Excerpt =

* BEGIN *

The stability of frDS and fcDS at cost levels identical to MDS, CDS and DDS are presented in Fig. 4. Our results show that frDS provides stability values very similar to the fixed methods (in case of MDS, it is identical by definition, thus it is not shown), while fcDS shows a minor improvement in stability. On the other hand, both frDS and fcDS show significant improvement over the fixed methods against degree-ranked attacks, at low network damage fractions. MDS and CDS show a tipping point in damage, where these methods become slightly more effective than frDS or fcDS, but the difference is minimal and it occurs only at moderate to high network damage (f 0.3).

Figure 4
figure 4

Comparison of domination stability at fixed cost levels, as a function of network damage fraction.

Stability of frDS and fcDS are plotted at cost values identical to MDS, CDS and DDS. Subfigure (a) shows random node removal, (b) shows degree-ranked node removal, for synthetic scale-free networks, N = 5000, 〈k〉 = 8, γ = 2.5, averaged over 200 network samples.

Stability in Real Networks

We analyze stability of frDS and fcDS, as well as other dominating sets, in several real complex networks, listed in Table 1. These include an internet peer-to-peer network (p2p-Gnutella08)44, the power transmission network of continental Europe (ENTSO-E power-grid)45,46 and one brain graph extracted from MRI data (KKI21-KKI2009-19)47,48. Note, that we only use the giant component of these networks. A brief analysis of the degree distribution of Gnutella08 is provided in Supplementary Figs. S17–S19; degree distribution of the powergrid is provided in Supplementary Figs. S20–S23.

* END *

Data lines =
* BEGIN *

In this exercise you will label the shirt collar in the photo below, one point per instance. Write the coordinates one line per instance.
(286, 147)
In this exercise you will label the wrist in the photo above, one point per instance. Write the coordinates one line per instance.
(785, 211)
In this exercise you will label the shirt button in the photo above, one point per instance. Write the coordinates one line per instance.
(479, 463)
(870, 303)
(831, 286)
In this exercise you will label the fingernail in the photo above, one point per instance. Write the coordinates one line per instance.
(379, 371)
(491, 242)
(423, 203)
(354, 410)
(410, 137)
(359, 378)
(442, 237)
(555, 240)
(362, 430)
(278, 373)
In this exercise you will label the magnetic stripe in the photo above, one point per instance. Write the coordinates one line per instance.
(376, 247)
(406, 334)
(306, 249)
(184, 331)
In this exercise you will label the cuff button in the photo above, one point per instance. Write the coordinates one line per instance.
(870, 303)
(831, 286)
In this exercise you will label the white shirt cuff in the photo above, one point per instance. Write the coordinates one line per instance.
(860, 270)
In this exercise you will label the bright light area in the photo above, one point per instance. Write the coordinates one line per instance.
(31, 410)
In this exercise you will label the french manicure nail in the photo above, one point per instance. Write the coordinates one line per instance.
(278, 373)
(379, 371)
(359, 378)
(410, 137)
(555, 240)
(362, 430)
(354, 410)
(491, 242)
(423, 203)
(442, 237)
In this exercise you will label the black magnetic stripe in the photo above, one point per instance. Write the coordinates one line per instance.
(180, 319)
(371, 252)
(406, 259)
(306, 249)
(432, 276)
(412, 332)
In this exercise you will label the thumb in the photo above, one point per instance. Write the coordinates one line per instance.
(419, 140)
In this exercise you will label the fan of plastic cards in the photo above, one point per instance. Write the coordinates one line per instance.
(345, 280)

* END *

Continue the excerpt on the stability of dominating sets in networks, starting after its last sentence.

Table 1 Parameters of real networks used in our analysis. The data refers exclusively to the giant component

The brain graph we analyze here (KKI-21-KKI2009-19) is one of 200 graphs available from47. These graphs have peculiar structural properties and are very similar to each other. In particular, all brain graphs are very dense: 〈k〉 ≈ 150 (Supplementary Fig. S23); they are all very assortative36,37: ρ ≈ 0.6 (Supplementary Fig. S24); and they have very similar degree distributions (see Supplementary Figs. S25–S27). It is also interesting that the size of MDS is very small, only 3–4% network size, while the size of CDS and DDS is very large, around 60% and 100% of network size, respectively (Supplementary Fig. S28). We attempt to separate the effects of density and assortativity in order to identify their impact on domination stability.

Figure 5 shows domination stability as a function of dominating set size for the real network samples. In general, we see that stability of frDS and fcDS matches the stability of MDS and exceeds the stability of CDS and DDS, at identical set sizes. In case of Gnutella08 and the powergrid, the stability curves saturate slowly and the curve shapes are not as smooth as for synthetic scale-free networks, due to having more disturbed (non-scale-free) degree distributions. However, the brain graph shows very high domination stability against both random and targeted attacks. In all cases, the relative advantage of frDS and fcDS over CDS and DDS (i.e., cost-efficiency) remains as high as in synthetic scale-free networks.

Figure 5
figure 5

Stability of frDS, fcDS and other dominating sets in real networks against random and degree-ranked attacks, for various damage fractions: (a,b) Gnutella peer-to-peer network; (c,d) ENTSO-E powergrid; (e,f) Brain (MRI) network.

Data is averaged over 20 independent runs of node removal. See Table 1 for network parameters.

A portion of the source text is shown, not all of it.